Mechanism of action of 1-beta-D-2,6-diaminopurine dioxolane, a prodrug of the human immunodeficiency virus type 1 inhibitor 1-beta-D-dioxolane guanosine.


(-)-beta-D-2,6-Diaminopurine dioxolane (DAPD), is a nucleoside reverse transcriptase (RT) inhibitor with activity against human immunodeficiency virus type 1 (HIV-1). DAPD, which was designed as a water-soluble prodrug, is deaminated by adenosine deaminase to give (-)-beta-D-dioxolane guanine (DXG). By using calf adenosine deaminase a K(m) value of 15 +/- 0.7 microM was determined for DAPD, which was similar to the K(m) value for adenosine. However, the k(cat) for DAPD was 540-fold slower than the k(cat) for adenosine. In CEM cells and peripheral blood mononuclear cells exposed to DAPD or DXG, only the 5'-triphosphate of DXG (DXG-TP) was detected. DXG-TP is a potent alternative substrate inhibitor of HIV-1 RT. Rapid transient kinetic studies show the efficiency of incorporation for DXG-TP to be lower than that measured for the natural substrate, 2'-deoxyguanosine 5'-triphosphate. DXG-TP is a weak inhibitor of human DNA polymerases alpha and beta. Against the large subunit of human DNA polymerase gamma a K(i) value of 4.3 +/- 0.4 microM was determined for DXG-TP. DXG showed little or no cytotoxicity and no mitochondrial toxicity at the concentrations tested.

ACTIVITY A: List every abbreviation that the DAPD abstract defines in parentheses, each with the full term it stands for.
ACTIVITY B:
Answer from the DAPD abstract:
(i) Which enzyme deaminates DAPD to give DXG?
(ii) What K(m) value was determined for DAPD with calf adenosine deaminase?
(iii) What K(i) value was determined for DXG-TP against the large subunit of human DNA polymerase gamma?

INFORMATION GIVEN:
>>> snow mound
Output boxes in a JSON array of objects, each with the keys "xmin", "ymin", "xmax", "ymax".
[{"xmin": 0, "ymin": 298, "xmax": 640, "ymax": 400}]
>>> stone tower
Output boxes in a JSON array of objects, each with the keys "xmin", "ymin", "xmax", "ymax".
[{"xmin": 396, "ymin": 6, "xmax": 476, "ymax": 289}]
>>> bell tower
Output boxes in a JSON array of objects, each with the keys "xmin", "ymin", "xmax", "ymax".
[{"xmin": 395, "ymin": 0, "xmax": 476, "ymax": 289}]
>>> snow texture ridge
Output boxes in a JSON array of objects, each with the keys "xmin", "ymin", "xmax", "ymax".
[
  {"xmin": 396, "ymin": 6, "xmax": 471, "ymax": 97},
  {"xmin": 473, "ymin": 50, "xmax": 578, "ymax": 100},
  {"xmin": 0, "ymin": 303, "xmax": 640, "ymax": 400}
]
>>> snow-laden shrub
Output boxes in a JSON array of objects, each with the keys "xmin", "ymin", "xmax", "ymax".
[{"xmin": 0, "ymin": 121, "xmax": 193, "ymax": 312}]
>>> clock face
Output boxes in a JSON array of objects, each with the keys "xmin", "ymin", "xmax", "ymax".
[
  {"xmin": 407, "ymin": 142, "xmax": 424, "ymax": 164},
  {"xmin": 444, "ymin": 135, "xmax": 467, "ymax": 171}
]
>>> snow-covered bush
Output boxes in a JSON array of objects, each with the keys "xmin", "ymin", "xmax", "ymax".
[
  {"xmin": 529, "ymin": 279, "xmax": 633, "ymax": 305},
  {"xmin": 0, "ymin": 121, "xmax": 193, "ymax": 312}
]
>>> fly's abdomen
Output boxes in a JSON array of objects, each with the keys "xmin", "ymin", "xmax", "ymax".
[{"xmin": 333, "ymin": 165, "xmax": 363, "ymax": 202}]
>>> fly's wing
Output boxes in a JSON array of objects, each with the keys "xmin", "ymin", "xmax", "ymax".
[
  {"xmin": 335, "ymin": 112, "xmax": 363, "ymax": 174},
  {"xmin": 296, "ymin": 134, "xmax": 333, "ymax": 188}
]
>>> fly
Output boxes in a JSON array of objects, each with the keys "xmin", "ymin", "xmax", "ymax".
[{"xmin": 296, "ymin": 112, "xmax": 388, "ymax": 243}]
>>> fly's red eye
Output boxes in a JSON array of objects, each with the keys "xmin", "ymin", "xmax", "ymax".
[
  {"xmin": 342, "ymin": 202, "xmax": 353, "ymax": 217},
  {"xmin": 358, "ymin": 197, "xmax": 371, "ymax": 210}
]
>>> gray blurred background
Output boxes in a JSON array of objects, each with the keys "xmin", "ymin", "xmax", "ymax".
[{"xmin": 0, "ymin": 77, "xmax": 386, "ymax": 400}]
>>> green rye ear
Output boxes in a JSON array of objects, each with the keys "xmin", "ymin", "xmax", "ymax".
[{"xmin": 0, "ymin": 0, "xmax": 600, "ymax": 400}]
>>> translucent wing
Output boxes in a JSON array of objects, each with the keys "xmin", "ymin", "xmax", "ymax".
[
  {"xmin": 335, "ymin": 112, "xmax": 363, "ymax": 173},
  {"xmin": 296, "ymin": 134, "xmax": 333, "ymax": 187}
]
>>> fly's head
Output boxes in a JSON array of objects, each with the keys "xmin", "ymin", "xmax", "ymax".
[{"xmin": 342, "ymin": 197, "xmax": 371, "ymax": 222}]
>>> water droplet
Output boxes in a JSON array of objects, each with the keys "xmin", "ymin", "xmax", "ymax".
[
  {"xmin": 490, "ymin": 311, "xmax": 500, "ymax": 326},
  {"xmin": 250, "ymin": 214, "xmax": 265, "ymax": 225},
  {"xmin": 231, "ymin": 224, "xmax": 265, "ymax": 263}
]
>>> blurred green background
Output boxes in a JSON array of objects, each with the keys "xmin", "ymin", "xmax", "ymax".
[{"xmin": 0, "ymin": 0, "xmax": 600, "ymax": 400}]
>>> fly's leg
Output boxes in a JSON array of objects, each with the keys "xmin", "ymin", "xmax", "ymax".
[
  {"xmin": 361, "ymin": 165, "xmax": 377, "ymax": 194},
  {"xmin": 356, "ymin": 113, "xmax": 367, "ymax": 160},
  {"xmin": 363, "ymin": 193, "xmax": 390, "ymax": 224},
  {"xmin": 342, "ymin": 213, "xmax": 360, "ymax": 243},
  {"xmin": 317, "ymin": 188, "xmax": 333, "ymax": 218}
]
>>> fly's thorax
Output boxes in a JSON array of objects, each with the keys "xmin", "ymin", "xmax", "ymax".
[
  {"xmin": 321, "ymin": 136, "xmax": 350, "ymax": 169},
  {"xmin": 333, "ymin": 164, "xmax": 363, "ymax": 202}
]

---

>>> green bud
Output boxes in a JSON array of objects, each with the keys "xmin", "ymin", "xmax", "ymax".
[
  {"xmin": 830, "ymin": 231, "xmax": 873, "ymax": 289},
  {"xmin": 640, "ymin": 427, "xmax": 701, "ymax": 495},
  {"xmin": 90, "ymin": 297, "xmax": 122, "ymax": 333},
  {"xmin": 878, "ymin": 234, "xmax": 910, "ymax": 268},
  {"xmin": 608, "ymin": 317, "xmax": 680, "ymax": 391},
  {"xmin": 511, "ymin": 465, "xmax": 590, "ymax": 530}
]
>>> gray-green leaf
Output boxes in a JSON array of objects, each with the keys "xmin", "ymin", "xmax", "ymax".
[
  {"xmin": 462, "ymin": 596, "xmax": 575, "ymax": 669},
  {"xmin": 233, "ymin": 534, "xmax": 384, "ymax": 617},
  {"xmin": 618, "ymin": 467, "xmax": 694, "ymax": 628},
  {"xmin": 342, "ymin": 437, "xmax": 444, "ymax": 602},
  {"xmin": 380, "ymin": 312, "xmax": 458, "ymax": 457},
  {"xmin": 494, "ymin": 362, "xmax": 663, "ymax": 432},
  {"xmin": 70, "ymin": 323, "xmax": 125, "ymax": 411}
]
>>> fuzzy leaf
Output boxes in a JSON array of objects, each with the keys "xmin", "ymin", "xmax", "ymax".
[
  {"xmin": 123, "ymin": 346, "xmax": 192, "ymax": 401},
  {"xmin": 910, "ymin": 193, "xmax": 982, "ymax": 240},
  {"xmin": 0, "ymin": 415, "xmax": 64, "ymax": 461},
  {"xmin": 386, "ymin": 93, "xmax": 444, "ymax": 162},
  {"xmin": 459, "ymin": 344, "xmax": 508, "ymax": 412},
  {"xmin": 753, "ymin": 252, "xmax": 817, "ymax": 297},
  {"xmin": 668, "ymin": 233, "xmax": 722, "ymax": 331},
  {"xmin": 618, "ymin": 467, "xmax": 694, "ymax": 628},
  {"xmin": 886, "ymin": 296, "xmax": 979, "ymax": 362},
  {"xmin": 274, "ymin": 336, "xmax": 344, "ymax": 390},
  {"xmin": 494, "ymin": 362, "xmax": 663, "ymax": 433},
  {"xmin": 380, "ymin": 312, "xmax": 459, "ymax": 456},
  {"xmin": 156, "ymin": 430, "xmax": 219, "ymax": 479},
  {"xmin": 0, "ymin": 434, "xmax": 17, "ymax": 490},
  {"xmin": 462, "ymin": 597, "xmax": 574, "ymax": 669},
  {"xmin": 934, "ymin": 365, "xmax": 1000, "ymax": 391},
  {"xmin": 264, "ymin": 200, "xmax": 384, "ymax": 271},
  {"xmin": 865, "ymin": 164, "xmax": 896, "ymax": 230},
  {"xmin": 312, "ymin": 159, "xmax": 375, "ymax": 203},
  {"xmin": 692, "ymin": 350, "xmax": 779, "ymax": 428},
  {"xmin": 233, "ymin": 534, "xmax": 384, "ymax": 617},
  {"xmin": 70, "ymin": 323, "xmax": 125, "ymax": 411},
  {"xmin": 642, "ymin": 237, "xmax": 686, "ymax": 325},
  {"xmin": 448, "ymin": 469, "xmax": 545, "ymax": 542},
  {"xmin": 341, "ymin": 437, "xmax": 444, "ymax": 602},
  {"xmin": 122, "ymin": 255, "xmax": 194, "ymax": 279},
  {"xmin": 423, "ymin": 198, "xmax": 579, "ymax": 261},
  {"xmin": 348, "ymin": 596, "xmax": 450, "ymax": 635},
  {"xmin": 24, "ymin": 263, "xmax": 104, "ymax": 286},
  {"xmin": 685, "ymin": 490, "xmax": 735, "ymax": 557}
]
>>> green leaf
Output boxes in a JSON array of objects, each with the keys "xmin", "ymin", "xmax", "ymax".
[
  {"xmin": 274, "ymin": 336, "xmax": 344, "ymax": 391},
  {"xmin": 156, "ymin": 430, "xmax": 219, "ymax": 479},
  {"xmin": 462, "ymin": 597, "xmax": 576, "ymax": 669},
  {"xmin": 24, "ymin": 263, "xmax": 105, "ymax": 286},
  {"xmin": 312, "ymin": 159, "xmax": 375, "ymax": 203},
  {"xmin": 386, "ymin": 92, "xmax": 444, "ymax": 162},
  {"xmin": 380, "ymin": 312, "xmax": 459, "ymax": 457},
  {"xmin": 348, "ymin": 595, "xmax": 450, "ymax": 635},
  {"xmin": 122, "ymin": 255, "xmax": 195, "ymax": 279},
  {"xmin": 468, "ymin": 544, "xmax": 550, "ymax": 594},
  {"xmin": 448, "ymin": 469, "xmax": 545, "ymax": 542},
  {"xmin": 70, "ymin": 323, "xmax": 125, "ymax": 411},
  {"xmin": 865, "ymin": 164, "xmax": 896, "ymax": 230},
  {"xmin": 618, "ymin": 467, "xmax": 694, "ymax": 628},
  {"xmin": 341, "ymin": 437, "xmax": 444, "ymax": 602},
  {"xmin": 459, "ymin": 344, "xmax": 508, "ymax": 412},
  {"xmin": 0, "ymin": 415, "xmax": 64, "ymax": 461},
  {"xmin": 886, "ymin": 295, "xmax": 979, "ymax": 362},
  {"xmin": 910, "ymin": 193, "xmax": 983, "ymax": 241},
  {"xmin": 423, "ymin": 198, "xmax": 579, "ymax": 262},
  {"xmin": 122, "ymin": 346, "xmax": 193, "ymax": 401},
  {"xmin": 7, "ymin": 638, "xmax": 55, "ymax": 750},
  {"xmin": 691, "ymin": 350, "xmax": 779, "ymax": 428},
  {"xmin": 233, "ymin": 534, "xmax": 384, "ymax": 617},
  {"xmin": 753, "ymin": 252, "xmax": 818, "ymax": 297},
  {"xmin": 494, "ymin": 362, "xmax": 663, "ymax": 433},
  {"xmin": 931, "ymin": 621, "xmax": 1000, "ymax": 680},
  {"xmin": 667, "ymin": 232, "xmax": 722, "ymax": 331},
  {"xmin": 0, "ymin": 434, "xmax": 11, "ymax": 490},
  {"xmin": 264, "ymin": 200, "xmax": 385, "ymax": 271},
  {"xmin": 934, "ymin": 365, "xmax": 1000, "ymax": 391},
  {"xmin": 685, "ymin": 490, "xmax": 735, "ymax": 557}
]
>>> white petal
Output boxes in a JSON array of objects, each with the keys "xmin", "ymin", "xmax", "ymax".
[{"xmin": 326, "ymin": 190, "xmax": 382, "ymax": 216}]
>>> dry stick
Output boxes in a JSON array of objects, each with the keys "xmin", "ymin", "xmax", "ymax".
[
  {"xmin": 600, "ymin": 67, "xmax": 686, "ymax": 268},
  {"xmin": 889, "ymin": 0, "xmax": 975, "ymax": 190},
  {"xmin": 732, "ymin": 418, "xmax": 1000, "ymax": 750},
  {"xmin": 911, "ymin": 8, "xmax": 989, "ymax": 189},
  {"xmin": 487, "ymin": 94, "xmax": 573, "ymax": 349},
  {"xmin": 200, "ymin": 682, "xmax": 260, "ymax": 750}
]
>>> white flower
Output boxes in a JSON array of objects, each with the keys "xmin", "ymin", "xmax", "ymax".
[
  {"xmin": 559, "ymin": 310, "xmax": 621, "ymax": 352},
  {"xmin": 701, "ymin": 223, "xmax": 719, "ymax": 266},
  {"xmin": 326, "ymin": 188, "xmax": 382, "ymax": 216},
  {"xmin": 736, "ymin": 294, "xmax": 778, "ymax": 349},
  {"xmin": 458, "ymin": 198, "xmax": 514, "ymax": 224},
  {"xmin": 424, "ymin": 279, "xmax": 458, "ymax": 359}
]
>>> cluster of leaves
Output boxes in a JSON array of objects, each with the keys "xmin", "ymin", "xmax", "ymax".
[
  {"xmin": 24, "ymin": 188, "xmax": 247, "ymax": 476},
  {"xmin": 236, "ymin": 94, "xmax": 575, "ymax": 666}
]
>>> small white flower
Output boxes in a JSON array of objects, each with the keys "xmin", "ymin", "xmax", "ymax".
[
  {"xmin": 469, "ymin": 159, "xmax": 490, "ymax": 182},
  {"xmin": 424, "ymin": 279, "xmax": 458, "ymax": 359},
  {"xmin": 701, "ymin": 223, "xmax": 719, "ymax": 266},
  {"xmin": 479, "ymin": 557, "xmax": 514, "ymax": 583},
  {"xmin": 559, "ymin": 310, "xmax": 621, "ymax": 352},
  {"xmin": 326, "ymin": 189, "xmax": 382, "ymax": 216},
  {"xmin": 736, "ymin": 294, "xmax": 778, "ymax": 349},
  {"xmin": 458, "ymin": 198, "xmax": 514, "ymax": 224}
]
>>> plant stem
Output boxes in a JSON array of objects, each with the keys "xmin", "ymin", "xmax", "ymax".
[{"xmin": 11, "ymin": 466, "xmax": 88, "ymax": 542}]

--

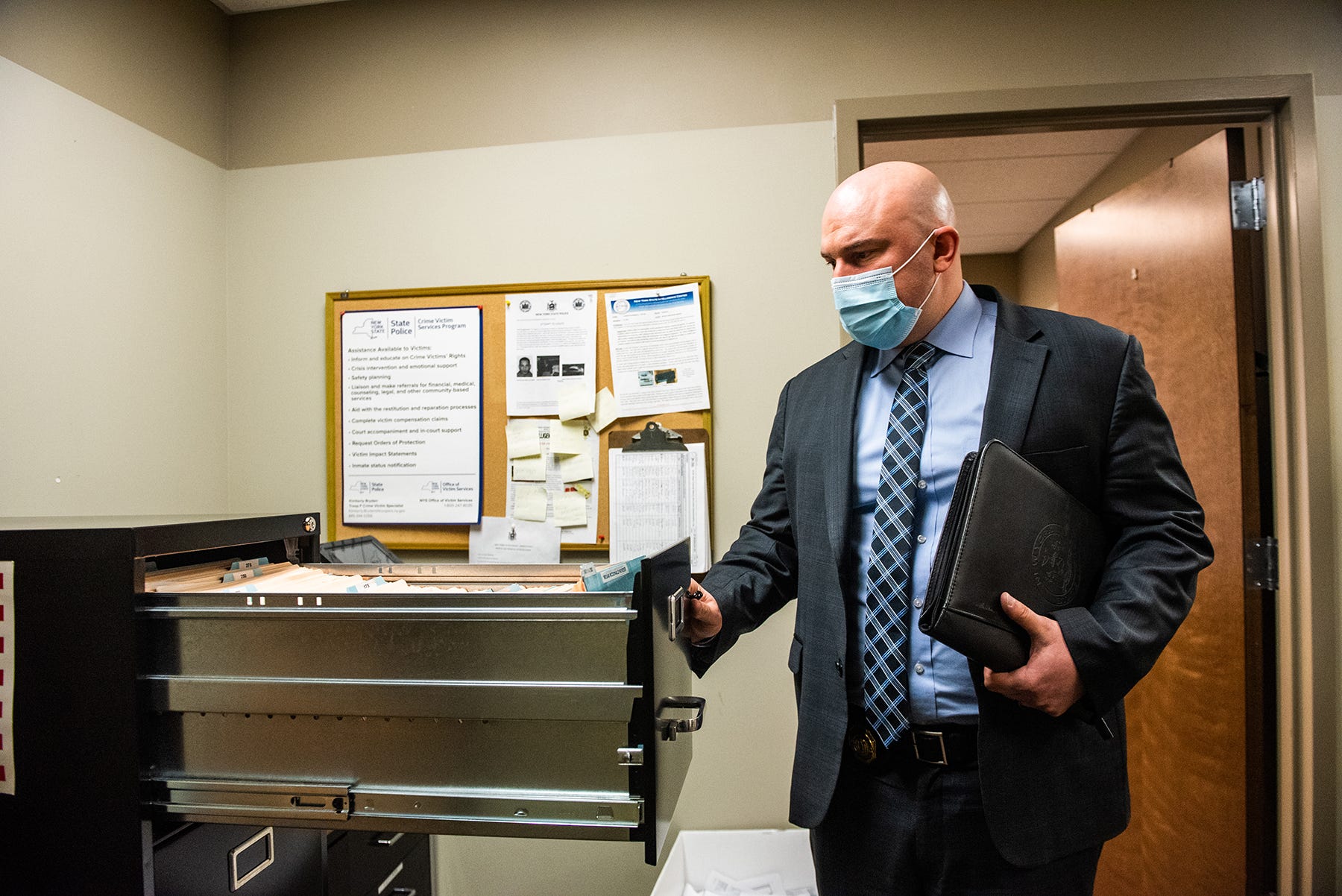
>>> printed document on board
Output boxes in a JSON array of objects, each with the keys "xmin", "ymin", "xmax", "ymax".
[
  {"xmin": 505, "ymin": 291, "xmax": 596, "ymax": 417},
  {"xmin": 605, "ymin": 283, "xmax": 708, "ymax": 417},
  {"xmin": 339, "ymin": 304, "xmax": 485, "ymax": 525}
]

YOUR SOLUTION A:
- DAPD: (-)-beta-D-2,6-Diaminopurine dioxolane
- RT: reverse transcriptase
- HIV-1: human immunodeficiency virus type 1
- DXG: (-)-beta-D-dioxolane guanine
- DXG-TP: the 5'-triphosphate of DXG

YOUR SOLUTION B:
(i) Adenosine deaminase
(ii) 15 +/- 0.7 microM
(iii) 4.3 +/- 0.4 microM